(Beginning of Passage to read)
Open szilard opened 4 years ago
Code to compare HistGBT to lightgbm:
import pandas as pd
import numpy as np
from sklearn import preprocessing
from scipy import sparse
from sklearn import metrics
import time
import lightgbm as lgb
from sklearn.experimental import enable_hist_gradient_boosting
from sklearn.ensemble import HistGradientBoostingClassifier
d_train = pd.read_csv("https://s3.amazonaws.com/benchm-ml--main/train-0.1m.csv")
d_test = pd.read_csv("https://s3.amazonaws.com/benchm-ml--main/test.csv")
d_all = pd.concat([d_train,d_test])
vars_cat = ["Month","DayofMonth","DayOfWeek","UniqueCarrier", "Origin", "Dest"]
vars_num = ["DepTime","Distance"]
for col in vars_cat:
d_all[col] = preprocessing.LabelEncoder().fit_transform(d_all[col])
X_all_cat = preprocessing.OneHotEncoder(categories="auto").fit_transform(d_all[vars_cat])
X_all = sparse.hstack((X_all_cat, d_all[vars_num])).tocsr()
y_all = np.where(d_all["dep_delayed_15min"]=="Y",1,0)
(End of Passage to read)
(Beginning of Provided material)
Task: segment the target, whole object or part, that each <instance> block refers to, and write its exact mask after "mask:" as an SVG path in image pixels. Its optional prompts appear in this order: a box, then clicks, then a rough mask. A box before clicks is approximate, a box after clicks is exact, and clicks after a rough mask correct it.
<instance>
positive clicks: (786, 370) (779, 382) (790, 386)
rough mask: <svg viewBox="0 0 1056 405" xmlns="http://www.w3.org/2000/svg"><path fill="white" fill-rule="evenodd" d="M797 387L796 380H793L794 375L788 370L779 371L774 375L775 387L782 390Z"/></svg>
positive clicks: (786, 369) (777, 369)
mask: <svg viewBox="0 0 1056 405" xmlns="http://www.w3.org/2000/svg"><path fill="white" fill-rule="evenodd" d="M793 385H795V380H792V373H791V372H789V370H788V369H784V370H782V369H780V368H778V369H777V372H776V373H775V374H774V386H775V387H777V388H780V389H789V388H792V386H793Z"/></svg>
(End of Provided material)
(Beginning of Provided material)
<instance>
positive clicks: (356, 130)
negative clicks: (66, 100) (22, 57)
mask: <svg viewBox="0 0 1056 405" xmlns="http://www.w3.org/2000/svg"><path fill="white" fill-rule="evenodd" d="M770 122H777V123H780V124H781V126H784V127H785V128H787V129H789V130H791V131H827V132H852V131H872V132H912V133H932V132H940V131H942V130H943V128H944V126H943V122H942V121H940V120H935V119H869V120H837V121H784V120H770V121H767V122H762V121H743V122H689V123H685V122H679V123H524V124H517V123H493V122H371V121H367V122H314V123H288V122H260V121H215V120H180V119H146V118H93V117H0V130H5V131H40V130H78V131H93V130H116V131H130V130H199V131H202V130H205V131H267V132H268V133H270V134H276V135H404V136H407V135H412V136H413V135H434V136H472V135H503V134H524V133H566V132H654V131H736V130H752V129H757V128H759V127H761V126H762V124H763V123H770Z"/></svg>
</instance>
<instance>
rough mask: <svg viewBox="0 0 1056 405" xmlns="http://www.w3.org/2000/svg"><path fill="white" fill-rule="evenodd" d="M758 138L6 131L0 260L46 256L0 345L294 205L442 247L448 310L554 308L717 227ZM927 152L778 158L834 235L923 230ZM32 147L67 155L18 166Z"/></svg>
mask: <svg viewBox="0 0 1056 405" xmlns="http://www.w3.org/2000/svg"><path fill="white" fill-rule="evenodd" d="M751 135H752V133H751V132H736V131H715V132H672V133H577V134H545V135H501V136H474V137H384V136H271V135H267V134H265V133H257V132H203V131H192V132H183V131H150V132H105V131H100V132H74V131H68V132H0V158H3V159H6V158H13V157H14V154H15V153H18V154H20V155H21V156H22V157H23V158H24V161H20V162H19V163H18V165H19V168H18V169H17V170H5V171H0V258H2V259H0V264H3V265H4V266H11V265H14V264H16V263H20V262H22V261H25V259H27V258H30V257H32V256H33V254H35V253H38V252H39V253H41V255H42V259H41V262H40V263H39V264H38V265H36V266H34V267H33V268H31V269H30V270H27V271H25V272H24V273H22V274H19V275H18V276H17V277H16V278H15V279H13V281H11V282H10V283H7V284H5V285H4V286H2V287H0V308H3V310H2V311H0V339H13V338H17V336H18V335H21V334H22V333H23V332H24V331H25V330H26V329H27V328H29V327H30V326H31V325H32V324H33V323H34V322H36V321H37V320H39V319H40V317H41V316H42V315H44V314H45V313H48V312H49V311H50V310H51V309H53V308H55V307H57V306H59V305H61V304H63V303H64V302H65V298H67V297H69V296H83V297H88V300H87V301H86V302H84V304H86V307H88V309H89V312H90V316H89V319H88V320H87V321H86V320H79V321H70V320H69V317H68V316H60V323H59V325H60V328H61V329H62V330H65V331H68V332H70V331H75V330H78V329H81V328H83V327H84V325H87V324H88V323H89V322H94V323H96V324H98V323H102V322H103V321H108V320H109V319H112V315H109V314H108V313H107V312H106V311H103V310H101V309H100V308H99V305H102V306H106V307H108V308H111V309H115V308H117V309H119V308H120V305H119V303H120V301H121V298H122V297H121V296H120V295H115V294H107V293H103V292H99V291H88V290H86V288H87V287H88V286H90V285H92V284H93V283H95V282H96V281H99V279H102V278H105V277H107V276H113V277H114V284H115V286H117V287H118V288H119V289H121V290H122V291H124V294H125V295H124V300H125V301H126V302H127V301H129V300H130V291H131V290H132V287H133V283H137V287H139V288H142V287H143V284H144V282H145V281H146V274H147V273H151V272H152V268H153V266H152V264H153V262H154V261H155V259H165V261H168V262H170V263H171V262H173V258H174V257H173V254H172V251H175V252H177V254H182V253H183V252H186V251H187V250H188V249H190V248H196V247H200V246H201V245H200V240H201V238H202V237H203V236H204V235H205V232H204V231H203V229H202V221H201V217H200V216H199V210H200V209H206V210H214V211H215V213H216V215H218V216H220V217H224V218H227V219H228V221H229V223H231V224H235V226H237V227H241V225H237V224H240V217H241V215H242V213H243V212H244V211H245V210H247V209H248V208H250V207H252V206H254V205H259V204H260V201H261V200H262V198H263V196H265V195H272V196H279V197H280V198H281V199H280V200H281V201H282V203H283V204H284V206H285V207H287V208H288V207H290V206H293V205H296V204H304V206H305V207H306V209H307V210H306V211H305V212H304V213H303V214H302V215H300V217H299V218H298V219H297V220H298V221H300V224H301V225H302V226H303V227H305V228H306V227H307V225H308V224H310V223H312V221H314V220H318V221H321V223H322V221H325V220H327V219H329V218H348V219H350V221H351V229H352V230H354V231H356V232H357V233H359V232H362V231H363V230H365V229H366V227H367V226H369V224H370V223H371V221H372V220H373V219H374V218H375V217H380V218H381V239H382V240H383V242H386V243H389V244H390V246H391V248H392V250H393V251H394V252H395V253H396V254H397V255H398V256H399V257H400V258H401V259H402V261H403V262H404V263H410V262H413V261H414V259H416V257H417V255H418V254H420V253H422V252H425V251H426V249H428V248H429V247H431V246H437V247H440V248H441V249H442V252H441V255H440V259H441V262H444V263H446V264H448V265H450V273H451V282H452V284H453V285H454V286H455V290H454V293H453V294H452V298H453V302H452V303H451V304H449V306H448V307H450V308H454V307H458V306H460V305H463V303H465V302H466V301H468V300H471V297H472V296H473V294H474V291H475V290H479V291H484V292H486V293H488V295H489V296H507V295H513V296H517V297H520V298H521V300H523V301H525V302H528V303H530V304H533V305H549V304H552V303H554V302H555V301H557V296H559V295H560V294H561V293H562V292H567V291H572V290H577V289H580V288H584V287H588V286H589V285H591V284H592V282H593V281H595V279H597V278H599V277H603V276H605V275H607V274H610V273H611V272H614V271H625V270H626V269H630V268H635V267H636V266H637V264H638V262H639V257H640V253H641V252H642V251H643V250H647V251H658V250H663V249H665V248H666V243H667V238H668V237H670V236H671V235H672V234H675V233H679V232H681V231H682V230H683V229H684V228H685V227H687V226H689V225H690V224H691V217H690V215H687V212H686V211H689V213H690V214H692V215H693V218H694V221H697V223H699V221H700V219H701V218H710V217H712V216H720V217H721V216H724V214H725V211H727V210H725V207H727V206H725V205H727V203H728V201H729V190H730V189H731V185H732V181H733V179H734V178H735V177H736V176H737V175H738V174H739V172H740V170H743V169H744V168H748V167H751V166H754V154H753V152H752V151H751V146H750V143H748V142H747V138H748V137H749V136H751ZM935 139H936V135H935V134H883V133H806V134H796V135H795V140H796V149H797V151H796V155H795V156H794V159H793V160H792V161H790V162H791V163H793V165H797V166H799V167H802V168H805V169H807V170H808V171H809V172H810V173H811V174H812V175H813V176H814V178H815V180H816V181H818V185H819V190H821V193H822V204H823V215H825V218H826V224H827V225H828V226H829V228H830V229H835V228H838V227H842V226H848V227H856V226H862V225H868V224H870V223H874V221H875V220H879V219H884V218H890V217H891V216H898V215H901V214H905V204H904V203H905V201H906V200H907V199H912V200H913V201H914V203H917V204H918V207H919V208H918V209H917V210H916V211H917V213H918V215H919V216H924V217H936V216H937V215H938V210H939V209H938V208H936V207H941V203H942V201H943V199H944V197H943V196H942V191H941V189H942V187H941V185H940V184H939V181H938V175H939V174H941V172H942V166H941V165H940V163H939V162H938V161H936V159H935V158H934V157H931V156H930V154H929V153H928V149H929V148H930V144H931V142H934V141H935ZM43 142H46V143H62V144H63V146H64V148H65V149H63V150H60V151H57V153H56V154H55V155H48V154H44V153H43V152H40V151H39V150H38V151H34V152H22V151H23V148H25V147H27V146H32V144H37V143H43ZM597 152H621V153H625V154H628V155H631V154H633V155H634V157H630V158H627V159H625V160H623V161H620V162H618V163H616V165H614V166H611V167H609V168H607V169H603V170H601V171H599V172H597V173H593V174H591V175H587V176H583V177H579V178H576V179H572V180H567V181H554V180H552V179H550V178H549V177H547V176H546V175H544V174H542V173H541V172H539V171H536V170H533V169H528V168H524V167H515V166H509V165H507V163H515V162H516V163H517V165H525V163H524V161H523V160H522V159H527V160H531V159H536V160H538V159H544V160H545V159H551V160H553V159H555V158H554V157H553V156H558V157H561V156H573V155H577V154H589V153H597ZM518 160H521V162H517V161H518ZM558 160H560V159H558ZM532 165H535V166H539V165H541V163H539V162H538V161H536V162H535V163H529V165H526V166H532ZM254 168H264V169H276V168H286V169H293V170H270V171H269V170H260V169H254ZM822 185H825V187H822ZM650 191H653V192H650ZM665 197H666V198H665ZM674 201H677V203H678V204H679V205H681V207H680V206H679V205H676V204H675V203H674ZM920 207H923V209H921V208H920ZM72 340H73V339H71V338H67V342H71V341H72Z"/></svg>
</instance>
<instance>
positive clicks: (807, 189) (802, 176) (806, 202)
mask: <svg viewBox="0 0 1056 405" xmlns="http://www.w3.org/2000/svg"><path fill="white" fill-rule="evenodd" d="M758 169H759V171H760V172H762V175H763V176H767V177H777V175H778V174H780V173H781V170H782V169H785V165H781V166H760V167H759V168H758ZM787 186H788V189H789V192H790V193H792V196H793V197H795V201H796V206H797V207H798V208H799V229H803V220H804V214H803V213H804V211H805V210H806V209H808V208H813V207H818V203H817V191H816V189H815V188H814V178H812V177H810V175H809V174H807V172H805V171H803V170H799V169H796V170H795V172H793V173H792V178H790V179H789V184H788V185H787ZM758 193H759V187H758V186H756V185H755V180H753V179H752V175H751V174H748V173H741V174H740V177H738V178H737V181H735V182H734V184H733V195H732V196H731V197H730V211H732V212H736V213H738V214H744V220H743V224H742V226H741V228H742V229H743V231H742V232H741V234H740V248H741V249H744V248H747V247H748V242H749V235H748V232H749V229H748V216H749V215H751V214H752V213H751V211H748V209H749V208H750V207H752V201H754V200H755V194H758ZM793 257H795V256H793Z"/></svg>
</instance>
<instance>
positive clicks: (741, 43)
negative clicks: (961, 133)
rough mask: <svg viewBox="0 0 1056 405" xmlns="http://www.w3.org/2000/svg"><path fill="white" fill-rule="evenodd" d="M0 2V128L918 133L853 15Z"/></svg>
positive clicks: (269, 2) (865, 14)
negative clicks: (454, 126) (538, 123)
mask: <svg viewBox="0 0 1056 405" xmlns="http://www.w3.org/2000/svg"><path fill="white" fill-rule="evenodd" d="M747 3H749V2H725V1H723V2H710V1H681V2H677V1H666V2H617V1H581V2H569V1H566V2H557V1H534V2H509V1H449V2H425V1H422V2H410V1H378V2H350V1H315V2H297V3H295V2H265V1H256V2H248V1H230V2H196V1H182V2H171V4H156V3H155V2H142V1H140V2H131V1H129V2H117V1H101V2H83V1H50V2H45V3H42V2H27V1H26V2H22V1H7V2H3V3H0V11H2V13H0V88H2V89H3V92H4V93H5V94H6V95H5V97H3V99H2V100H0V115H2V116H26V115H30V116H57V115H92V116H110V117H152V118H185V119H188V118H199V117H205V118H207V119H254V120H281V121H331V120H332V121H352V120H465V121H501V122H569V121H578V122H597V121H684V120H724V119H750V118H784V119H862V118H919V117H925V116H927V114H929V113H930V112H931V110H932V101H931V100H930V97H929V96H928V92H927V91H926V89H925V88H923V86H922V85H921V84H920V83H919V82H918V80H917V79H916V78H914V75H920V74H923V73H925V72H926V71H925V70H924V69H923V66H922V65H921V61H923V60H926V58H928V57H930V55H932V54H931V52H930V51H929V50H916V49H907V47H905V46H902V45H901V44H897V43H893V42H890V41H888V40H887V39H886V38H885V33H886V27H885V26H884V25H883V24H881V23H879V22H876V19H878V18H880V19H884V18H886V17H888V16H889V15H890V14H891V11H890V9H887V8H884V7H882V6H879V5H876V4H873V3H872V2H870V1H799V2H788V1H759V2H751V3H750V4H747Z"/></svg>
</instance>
(End of Provided material)
What the task requires –
From the HistGBT-versus-lightgbm code above, extract the part between "d_all = pd.concat([d_train,d_test])" and "X_all = sparse.hstack((X_all_cat, d_all[vars_num])).tocsr()", inclusive.

Exercise output –
d_all = pd.concat([d_train,d_test])
vars_cat = ["Month","DayofMonth","DayOfWeek","UniqueCarrier", "Origin", "Dest"]
vars_num = ["DepTime","Distance"]
for col in vars_cat:
d_all[col] = preprocessing.LabelEncoder().fit_transform(d_all[col])
X_all_cat = preprocessing.OneHotEncoder(categories="auto").fit_transform(d_all[vars_cat])
X_all = sparse.hstack((X_all_cat, d_all[vars_num])).tocsr()